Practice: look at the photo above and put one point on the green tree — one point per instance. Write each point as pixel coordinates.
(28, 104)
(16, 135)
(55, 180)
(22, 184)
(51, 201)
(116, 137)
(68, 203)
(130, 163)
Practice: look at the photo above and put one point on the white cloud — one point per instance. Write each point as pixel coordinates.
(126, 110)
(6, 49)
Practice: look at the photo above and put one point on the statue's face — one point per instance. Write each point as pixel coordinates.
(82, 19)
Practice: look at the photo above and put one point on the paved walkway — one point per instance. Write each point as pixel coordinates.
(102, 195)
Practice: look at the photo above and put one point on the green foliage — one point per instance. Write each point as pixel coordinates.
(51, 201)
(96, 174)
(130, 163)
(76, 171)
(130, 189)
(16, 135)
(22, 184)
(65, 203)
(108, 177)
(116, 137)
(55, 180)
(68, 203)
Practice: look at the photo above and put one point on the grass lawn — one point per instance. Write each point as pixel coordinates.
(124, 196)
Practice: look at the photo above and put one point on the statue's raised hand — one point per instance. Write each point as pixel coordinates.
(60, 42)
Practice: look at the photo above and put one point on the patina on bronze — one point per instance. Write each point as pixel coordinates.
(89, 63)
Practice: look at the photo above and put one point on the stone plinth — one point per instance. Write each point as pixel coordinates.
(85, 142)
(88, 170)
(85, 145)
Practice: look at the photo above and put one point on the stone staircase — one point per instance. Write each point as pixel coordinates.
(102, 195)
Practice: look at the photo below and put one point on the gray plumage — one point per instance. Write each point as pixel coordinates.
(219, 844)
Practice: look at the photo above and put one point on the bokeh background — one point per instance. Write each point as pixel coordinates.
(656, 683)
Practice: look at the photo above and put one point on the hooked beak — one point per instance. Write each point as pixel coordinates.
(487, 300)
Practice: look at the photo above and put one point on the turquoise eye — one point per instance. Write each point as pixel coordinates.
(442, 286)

**Problem to work on:**
Arrange the listing above as a two-column CSV with the headers "prompt" and "points", one row per request. Put each request's text and its answer in quoted fields, with line breaks replaced by spaces.

**Response to the task:**
prompt,points
"Practice: look at the photo above and put one point on the green tree — one point per instance. Write each point as pixel coordinates.","(28, 104) (16, 135) (55, 180) (22, 184) (51, 201) (116, 137) (68, 203) (130, 163)"
"Practice: look at the photo above and put one point on the white cloud — one point per instance. Write each point as pixel coordinates.","(126, 110) (6, 49)"
"Practice: look at the photo above and put one point on the statue's face — one point per instance. Write each point as pixel coordinates.","(82, 19)"
"Practice: look at the photo above and put one point on the paved walkway — one point per instance. Write each point as pixel coordinates.","(102, 195)"
"Practice: look at the photo above and put one point on the green foliage — one point per instance. Write each point as pixel coordinates.","(51, 201) (96, 174) (130, 163) (76, 171) (130, 189) (16, 135) (22, 184) (65, 203) (108, 177) (116, 137) (55, 180) (68, 203)"
"Practice: look at the photo above and put one point on the grass lawn — one point per instance. Write each point as pixel coordinates.","(124, 196)"
"Practice: look at the photo above and put one point on the statue's raised hand — one point per instance. Write each point as pixel coordinates.","(60, 42)"
"Practice: look at the photo above and put one point on the patina on bronze — one point per instance. Write each point as pixel coordinates.","(89, 63)"
"Practice: look at the photo above and put one point on the stone plinth — one point per instance. Write each point as pixel coordinates.","(85, 142) (88, 170) (85, 145)"
"Practice: look at the photo above and put one point on the stone staircase — one point per instance. Write each point as pixel coordinates.","(102, 195)"
"Practice: look at the photo below and put one point on the gray plumage — one point per instance. Write each point as pixel coordinates.","(219, 844)"
"Practice: look at the photo above and put one point on the bokeh background — one point per instance. Write each point as pixel coordinates.","(656, 683)"
"Practice: look at the photo above and put one point on the hooked beak — one point per instance. Write each point as pixel coordinates.","(487, 300)"
"Practice: look at the photo above and put one point on the turquoise eye — one point per instance. Write each point as pixel coordinates.","(442, 286)"